* [Task to complete] Format every line of the records below as a Markdown table with the columns Row and Line, numbering each row and leaving out blank lines.

(Collected data entries)
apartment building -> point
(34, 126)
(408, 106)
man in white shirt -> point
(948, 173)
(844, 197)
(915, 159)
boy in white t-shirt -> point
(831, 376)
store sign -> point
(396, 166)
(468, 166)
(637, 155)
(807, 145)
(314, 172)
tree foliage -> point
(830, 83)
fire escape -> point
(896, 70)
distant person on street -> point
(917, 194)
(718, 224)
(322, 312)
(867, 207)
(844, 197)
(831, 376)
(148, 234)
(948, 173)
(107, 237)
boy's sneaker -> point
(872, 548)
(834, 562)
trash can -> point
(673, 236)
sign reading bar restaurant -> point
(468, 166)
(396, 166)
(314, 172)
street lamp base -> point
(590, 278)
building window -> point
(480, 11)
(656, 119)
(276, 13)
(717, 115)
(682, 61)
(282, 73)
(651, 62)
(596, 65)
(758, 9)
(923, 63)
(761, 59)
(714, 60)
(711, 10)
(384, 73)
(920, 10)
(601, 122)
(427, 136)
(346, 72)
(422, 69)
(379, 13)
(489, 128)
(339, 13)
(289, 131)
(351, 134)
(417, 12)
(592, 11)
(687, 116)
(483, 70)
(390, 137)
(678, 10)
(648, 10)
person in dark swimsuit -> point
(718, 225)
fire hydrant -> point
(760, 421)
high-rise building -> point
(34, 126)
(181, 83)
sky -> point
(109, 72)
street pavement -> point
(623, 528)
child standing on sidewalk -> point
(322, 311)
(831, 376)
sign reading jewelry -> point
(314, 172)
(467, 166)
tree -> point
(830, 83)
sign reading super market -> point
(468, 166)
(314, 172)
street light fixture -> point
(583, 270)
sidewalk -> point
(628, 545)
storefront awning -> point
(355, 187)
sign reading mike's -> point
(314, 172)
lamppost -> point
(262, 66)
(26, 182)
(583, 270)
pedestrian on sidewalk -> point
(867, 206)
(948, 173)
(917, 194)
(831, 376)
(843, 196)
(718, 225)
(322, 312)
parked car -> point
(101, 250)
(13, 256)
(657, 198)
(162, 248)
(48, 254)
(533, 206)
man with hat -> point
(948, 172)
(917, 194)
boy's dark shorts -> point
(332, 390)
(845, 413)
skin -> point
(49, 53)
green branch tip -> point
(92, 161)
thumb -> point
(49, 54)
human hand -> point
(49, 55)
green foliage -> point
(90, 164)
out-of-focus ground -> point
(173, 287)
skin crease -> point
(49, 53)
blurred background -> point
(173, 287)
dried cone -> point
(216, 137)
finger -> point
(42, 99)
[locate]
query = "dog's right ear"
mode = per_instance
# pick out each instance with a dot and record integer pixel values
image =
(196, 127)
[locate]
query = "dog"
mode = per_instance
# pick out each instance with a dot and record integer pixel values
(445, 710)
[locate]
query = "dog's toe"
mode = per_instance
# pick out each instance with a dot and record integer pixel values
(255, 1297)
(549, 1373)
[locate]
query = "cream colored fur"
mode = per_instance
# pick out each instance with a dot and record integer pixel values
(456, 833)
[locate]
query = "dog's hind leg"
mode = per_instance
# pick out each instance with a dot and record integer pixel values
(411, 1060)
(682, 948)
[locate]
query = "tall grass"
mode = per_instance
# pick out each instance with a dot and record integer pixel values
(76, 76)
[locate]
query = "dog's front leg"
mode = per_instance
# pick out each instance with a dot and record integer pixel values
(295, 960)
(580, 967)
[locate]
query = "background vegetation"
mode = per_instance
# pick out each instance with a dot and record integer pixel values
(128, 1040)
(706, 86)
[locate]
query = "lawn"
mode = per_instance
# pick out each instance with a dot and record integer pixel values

* [Completed task]
| Row | Line |
|---|---|
| 1 | apartment building -> point |
| 2 | (34, 126) |
| 3 | (408, 106) |
| 4 | man in white shirt -> point |
| 5 | (948, 173) |
| 6 | (844, 197) |
| 7 | (915, 159) |
| 8 | boy in white t-shirt -> point |
| 9 | (831, 376) |
| 10 | store sign -> point |
| 11 | (396, 166) |
| 12 | (468, 166) |
| 13 | (637, 155) |
| 14 | (807, 145) |
| 15 | (314, 172) |
| 16 | tree foliage -> point |
| 17 | (830, 83) |
| 18 | fire escape -> point |
| 19 | (896, 70) |
| 20 | distant person on street -> point |
| 21 | (917, 194) |
| 22 | (718, 224) |
| 23 | (322, 312) |
| 24 | (867, 207) |
| 25 | (844, 197) |
| 26 | (831, 376) |
| 27 | (148, 234) |
| 28 | (948, 173) |
| 29 | (107, 237) |
| 30 | boy's sneaker -> point |
| 31 | (872, 548) |
| 32 | (834, 562) |
| 33 | trash can -> point |
| 34 | (673, 236) |
| 35 | sign reading bar restaurant -> point |
| 36 | (468, 166) |
| 37 | (396, 166) |
| 38 | (314, 172) |
| 39 | street lamp base -> point |
| 40 | (590, 278) |
| 41 | building window -> point |
| 42 | (480, 11) |
| 43 | (656, 119) |
| 44 | (276, 13) |
| 45 | (717, 115) |
| 46 | (682, 61) |
| 47 | (282, 73) |
| 48 | (651, 62) |
| 49 | (596, 65) |
| 50 | (758, 9) |
| 51 | (923, 63) |
| 52 | (761, 59) |
| 53 | (714, 60) |
| 54 | (711, 10) |
| 55 | (384, 73) |
| 56 | (920, 10) |
| 57 | (601, 122) |
| 58 | (427, 136) |
| 59 | (346, 72) |
| 60 | (422, 69) |
| 61 | (379, 13) |
| 62 | (489, 128) |
| 63 | (339, 13) |
| 64 | (289, 131) |
| 65 | (351, 134) |
| 66 | (417, 12) |
| 67 | (592, 11) |
| 68 | (687, 116) |
| 69 | (483, 70) |
| 70 | (390, 137) |
| 71 | (678, 10) |
| 72 | (648, 10) |
| 73 | person in dark swimsuit -> point |
| 74 | (718, 225) |
| 75 | fire hydrant -> point |
| 76 | (760, 421) |
| 77 | high-rise building -> point |
| 78 | (34, 126) |
| 79 | (181, 83) |
| 80 | sky -> point |
| 81 | (109, 72) |
| 82 | street pavement -> point |
| 83 | (623, 528) |
| 84 | child standing on sidewalk -> point |
| 85 | (322, 311) |
| 86 | (831, 376) |
| 87 | sign reading jewelry -> point |
| 88 | (314, 172) |
| 89 | (467, 166) |
| 90 | tree -> point |
| 91 | (830, 83) |
| 92 | sign reading super market -> point |
| 93 | (468, 166) |
| 94 | (314, 172) |
| 95 | street light fixture -> point |
| 96 | (583, 270) |
| 97 | sidewalk -> point |
| 98 | (628, 545) |
| 99 | storefront awning -> point |
| 100 | (355, 187) |
| 101 | sign reading mike's -> point |
| 102 | (314, 172) |
| 103 | lamppost -> point |
| 104 | (262, 66) |
| 105 | (26, 182) |
| 106 | (583, 270) |
| 107 | pedestrian on sidewalk -> point |
| 108 | (867, 206) |
| 109 | (948, 173) |
| 110 | (917, 194) |
| 111 | (831, 376) |
| 112 | (843, 196) |
| 113 | (718, 225) |
| 114 | (322, 312) |
| 115 | parked car -> point |
| 116 | (101, 250) |
| 117 | (13, 256) |
| 118 | (657, 198) |
| 119 | (162, 248) |
| 120 | (48, 254) |
| 121 | (533, 206) |
| 122 | man with hat -> point |
| 123 | (948, 172) |
| 124 | (917, 194) |
| 125 | boy's dark shorts -> point |
| 126 | (332, 390) |
| 127 | (845, 413) |
| 128 | skin -> point |
| 129 | (49, 53) |
| 130 | green branch tip -> point |
| 131 | (92, 161) |
| 132 | thumb -> point |
| 133 | (49, 54) |
| 134 | human hand -> point |
| 135 | (49, 55) |
| 136 | green foliage -> point |
| 137 | (90, 164) |
| 138 | out-of-focus ground -> point |
| 139 | (173, 287) |
| 140 | skin crease -> point |
| 141 | (49, 53) |
| 142 | blurred background -> point |
| 143 | (173, 287) |
| 144 | dried cone -> point |
| 145 | (216, 137) |
| 146 | finger -> point |
| 147 | (42, 99) |
| 148 | [locate] |
| 149 | query = "dog's right ear" |
| 150 | mode = per_instance |
| 151 | # pick out each instance with a dot and record integer pixel values |
| 152 | image = |
| 153 | (196, 127) |
| 154 | [locate] |
| 155 | query = "dog" |
| 156 | mode = per_instance |
| 157 | # pick out each instance with a dot and record integer pixel values |
| 158 | (445, 710) |
| 159 | [locate] |
| 160 | query = "dog's toe" |
| 161 | mode = per_instance |
| 162 | # pick out each instance with a dot and record integer pixel values |
| 163 | (255, 1297) |
| 164 | (549, 1373) |
| 165 | [locate] |
| 166 | query = "cream colored fur" |
| 167 | mode = per_instance |
| 168 | # pick out each instance with a dot and record integer pixel values |
| 169 | (456, 833) |
| 170 | [locate] |
| 171 | query = "dog's hind leg" |
| 172 | mode = per_instance |
| 173 | # pick out each instance with a dot and record integer pixel values |
| 174 | (411, 1060) |
| 175 | (682, 948) |
| 176 | [locate] |
| 177 | query = "tall grass" |
| 178 | mode = per_instance |
| 179 | # pick out each instance with a dot and record integer pixel values |
| 180 | (76, 76) |
| 181 | [locate] |
| 182 | query = "dog's front leg" |
| 183 | mode = per_instance |
| 184 | # pick out each instance with a dot and record integer pixel values |
| 185 | (295, 960) |
| 186 | (580, 967) |
| 187 | [locate] |
| 188 | query = "background vegetation" |
| 189 | mode = per_instance |
| 190 | # pick out each instance with a dot and record integer pixel values |
| 191 | (128, 1040) |
| 192 | (706, 86) |
| 193 | [locate] |
| 194 | query = "lawn" |
| 195 | mode = per_instance |
| 196 | # pick out each instance with a dot and record integer pixel values |